» Instructions
**1)** Reproduce the part of the article on LLMs in multi-turn conversations starting at "In the fast-moving" and ending at "strategist paying attention.".
**2)** Pick up the article on LLMs in multi-turn conversations after its last sentence and continue it.

» Passage
==========
Research from Microsoft and Salesforce reveals a critical blind spot in even the most advanced AI models: a 39% performance drop in natural back-and-forth exchanges. Here's what it means for designers and strategists.

Ben Farrell May 2025 2 min read

In the fast-moving world of AI, Large Language Models like GPT-4, Claude, and Gemini are being hailed as game-changers for customer experience, automation, and digital conversation design. But new research from Microsoft and Salesforce reveals a critical blind spot that should have every conversation designer, prompt engineer, and AI strategist paying attention.

The Hidden Weakness in LLMs: Multi-Turn Conversations

The study found that even the most advanced LLMs see a 39% drop in performance when handling multi-turn, underspecified conversations — the kind of natural back-and-forth exchanges we see every day in customer support, virtual assistants, and AI chatbots.

The issue isn't a lack of intelligence. It's unreliability. Models start strong but get lost in conversation as turns progress. The more a conversation evolves, the more assumptions the LLM makes — and the harder it becomes for the model to recover.
==========
» Entries supplied

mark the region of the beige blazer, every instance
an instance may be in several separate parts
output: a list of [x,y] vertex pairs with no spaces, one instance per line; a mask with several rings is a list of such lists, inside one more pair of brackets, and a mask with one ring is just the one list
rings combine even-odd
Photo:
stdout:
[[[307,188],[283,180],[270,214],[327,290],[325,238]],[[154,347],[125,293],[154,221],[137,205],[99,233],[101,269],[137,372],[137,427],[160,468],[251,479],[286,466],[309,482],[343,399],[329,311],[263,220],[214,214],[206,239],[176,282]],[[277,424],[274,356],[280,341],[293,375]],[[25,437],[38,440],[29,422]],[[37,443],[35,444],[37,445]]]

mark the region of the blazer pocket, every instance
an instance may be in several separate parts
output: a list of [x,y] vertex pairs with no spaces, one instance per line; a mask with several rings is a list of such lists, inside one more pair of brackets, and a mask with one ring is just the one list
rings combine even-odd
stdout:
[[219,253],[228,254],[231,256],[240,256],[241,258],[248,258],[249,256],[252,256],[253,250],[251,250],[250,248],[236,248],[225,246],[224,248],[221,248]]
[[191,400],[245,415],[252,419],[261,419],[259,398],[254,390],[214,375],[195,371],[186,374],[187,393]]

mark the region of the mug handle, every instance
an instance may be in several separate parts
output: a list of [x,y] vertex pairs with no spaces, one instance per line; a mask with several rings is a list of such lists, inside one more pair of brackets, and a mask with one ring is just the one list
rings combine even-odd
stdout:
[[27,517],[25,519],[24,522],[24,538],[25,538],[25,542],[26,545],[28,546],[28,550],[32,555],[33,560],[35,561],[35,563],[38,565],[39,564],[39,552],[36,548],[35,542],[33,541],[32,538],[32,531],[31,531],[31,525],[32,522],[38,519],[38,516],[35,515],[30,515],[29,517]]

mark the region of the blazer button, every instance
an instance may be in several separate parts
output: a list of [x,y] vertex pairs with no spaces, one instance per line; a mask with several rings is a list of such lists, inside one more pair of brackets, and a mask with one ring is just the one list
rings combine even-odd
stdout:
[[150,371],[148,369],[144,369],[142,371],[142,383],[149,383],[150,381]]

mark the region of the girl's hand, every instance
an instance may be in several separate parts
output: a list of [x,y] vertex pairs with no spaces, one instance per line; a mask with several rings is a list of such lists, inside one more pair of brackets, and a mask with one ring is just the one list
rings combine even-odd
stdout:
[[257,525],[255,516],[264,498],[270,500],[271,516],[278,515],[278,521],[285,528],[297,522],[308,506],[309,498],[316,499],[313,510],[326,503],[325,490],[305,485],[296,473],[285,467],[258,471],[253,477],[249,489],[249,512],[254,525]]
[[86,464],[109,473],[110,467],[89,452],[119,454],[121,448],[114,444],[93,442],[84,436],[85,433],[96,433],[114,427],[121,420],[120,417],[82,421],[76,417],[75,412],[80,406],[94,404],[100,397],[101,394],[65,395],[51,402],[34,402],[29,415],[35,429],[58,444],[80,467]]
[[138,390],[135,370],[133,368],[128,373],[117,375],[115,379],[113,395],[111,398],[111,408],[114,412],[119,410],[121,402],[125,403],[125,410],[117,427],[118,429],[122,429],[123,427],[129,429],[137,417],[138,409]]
==========
» Responses
**1)**
In the fast-moving world of AI, Large Language Models like GPT-4, Claude, and Gemini are being hailed as game-changers for customer experience, automation, and digital conversation design. But new research from Microsoft and Salesforce reveals a critical blind spot that should have every conversation designer, prompt engineer, and AI strategist paying attention.

**2)**
Key findings from the research:

  • LLMs prematurely "lock in" assumptions based on limited early context
  • They over-rely on their previous outputs, even when wrong
  • They struggle to incorporate new information mid-conversation
  • Reliability drops by over 100% in multi-turn settings compared to single-turn prompts

The issue isn't a lack of intelligence. It's unreliability.

What This Means for AI Conversation Designers

This is a wake-up call for anyone working in AI chatbot design, LLM implementation, or generative AI applications. If your LLM-based solution depends on iterative clarification from users — and most real-world use cases do — you're likely not getting the accuracy or consistency you expect.

Reduce ambiguity early. Design prompts and flows that front-load key context. The more specific a prompt is upfront, the less chance the LLM will wander off track.

Use recap and context reinforcement strategies. Think of your chatbot as having short-term memory issues. Reinforce prior inputs either through summarisation ("Let me recap what I understand…") or repeated context in each turn — a "snowball" method that carries forward what matters.

Advocate for reliability as a core model metric. Current benchmarks often measure aptitude — what the model can do — not reliability — what it does consistently. Push for evaluation frameworks that consider multi-turn robustness.

Educate your stakeholders. LLM hallucination and conversation drift are real. Help business stakeholders understand the risks of underspecified conversations and the value of good UX and prompt engineering.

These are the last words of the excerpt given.